# [PROBLEM SET]
1. In the excerpt on testing the note taking software, explain what the notes in Table 6 describe and what source they were collected from.
2. Continue the excerpt on testing the note taking software, starting after its final line.

# [EXCERPT TO READ]
— Begin —
6. Constructing a Button-Box Interface

7. Empirical Results

We tested the interactive note taking software on notes drawn from a variety of domains. Tables 5 through 11 list sample notes from seven domains (in addition to the PowerBook and fabric pattern sample notes listed above).


CVA-62 8/6/63 to 3/4/64 Mediterranean A-5A AG 60X

CVA-61 8/5/64 to 5/6/65 Vietnam RA-5C NG 10X

Table 5: Sample notes from the airwing domain. Listed above are 2 of the 78 notes about airwing assignments aboard aircraft carriers collected from (Grove & Miller, 1989).


B, 81, 5, 151 (2.5), Cyl. 4, 2-bbl., Pontiac

C, 82, X, 173 (2.8), Cyl. 6, 2-bbl., Chevrolet

Table 6: Sample notes from the engine code domain. Listed above are 2 of the 20 notes about the meaning of engine codes stamped on automobile identification plates collected from Chilton's Repair & Tune-Up Guide (1985).


90, Mazda MPV, 40K MI, 7 Pass, V6, Auto
ABS, PL/PW, Cruise, Dual Air

87, Grand Caravan, 35K MI, 7 Pass, V6, Auto
Cruise, Air, Tilt, Tinting

Table 7: Sample notes from the minivan domain. Listed above are 2 of the 22 notes about minivan automobiles collected by the first author.


Lorus Disney Oversize Mickey Mouse Watch.
Genuine leather strap.

Seiko Disney Ladies' Minnie Mouse Watch.
— End —
# [DATASET CONTENT]
— Begin —
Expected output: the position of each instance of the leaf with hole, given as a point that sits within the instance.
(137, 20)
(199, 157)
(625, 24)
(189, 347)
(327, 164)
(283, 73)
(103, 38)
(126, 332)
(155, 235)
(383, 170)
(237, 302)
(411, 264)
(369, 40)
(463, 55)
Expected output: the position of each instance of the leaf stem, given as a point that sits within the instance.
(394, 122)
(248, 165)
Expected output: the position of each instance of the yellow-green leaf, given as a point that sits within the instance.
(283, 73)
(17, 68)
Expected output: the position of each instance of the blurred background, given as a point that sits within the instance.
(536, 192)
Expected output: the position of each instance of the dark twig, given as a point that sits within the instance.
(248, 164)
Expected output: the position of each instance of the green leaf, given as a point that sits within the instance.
— End —
# [RESULTS FOR EACH TASK]
1. The Table 6 notes describe what the engine codes stamped on automobile identification plates mean. Two of the 20 such notes are shown, and they were collected from Chilton's Repair & Tune-Up Guide (1985).

2.
Leather strap.

Table 8: Sample notes from the watch domain. Listed above are 2 of the 89 notes about personal watches collected from the Best catalog (a department store).


azatadine maleate
Blood: thrombocytopenia.
CNS: disturbed coordination, dizziness, drowsiness, sedation, vertigo.
CV: palpitations, hypotension.
GI: anorexia, dry mouth and throat, nausea, vomiting.
GU: Urinary retention.
Skin: rash, urticaria.
Other: chills, thickening of bronchial secretions.

brompheniramine maleate
Blood: aganulocytosis, thrombocytopenia.
CNS: dizziness, insomnia, irritability, tremors.
CV: hypotension, palpitations.
GI: anorexia, dry mouth and throat, nausea, vomiting.
GU: urinary retention.
Skin: rash, urticaria.
After parenteral administration:
 local reaction, sweating, syncope may occur.

Table 9: Sample notes from the antihistamine domain. Listed above are 2 of the 17 notes on the side effects of antihistamines collected from the Nurses Guide to Drugs (1979).


Canon FD f/1.8, 6oz., f/22, 13in.,
good sharpness, poor freedom from flare,
better freedom from distortion,
focal length marked on sides as well as
on front of lens

Chinon f/1.7, 6oz., f/22, 9in.,
poor sharpness, good freedom from flare,
good freedom from distortion,
cannot be locked in program mode, which
is only a problem, of course, when lens is
used on program-mode cameras

Table 10: Sample notes from the lens domain. Listed above are 2 of the 31 notes about 35mm SLR camera normal lenses collected from the Consumer Reports (1988).


22in. W. 48in.
A very large falcon. Three color phases occur:
blackish, white, and gray-brown. All
are more uniformly colored than the
Peregrine Falcon, which has dark
mustaches and hood.

16-24in. W. 42in.
Long-winged, long-tailed hawk with a
white rump, usually seen soaring
unsteadily over marshes with its wings
held in a shallow 'V'. Male has a pale
gray back, head, and breast. Female
and young are brown above, streaked
below, young birds with a rusty tone.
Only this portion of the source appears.